## GOAL OF THE EXERCISE:
In the matrix multiplication notebook, what value is assigned to BLOCK_SIZE?

## READING TEXT:

# Notebook for Elementary Operation Experimentation

In [1]:
import numpy as np
import pycuda.gpuarray as gpuarray

from utils.context import Context


%load_ext autoreload
%autoreload 2

## Matrix Multiplication

In [2]:
BLOCK_SIZE = 32
context = Context(BLOCK_SIZE)

matrix_multiplication_kernel_path = './kernels/MatrixMultiplication.cu'
matrix_multiplication = context.getSourceModule(matrix_multiplication_kernel_path).get_function('MatMul')


### Test Cases

Sequential

In [3]:
a = np.random.randint(5, size=(2, 4))
b = np.random.randint(5, size=(4, 2))
c_python = np.matmul(a, b)

print(a)
print(b)
print(c_python)

[[4 4 1 4]
 [0 0 0 1]]
[[3 0]
 [2 4]
 [4 4]
 [1 2]]
[[28 28]
 [ 1  2]]


Parallel

In [4]:
a = a.astype(np.float32)
b = b.astype(np.float32)
c = np.zeros((a.shape[0], b.shape[1])).astype(np.float32)

a_d = gpuarray.to_gpu(a)
b_d = gpuarray.to_gpu(b)
c_d = gpuarray.to_gpu(c)

block = context.block_dims
grid = context.grid_dims(max([a.shape[0], b.shape[1]]))

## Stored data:
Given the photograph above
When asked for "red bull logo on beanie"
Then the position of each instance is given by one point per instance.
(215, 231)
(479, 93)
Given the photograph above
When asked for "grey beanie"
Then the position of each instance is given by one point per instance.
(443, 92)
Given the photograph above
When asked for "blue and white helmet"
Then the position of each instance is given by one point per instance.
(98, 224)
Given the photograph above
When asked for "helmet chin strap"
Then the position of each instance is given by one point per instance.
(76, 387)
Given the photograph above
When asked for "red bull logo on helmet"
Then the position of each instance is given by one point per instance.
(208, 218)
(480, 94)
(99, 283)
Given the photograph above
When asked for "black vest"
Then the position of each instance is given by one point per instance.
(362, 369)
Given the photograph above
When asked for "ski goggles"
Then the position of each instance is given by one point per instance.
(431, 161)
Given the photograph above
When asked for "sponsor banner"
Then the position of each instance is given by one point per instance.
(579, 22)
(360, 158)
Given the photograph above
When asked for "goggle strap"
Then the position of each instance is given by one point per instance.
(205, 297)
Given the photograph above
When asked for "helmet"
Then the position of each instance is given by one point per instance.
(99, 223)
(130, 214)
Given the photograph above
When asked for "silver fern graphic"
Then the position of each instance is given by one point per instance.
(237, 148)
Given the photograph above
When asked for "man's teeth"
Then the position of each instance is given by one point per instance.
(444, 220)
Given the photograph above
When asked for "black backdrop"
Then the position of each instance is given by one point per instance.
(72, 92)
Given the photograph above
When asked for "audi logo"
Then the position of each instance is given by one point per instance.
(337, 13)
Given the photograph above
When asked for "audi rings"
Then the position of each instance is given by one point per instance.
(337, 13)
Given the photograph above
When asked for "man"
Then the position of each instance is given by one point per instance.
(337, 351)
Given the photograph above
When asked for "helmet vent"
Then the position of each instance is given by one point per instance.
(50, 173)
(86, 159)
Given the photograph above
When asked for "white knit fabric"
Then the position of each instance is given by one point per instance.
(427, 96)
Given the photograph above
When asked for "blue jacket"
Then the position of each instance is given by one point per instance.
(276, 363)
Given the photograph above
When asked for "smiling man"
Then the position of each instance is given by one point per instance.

## RESULT OF THE TASK:
32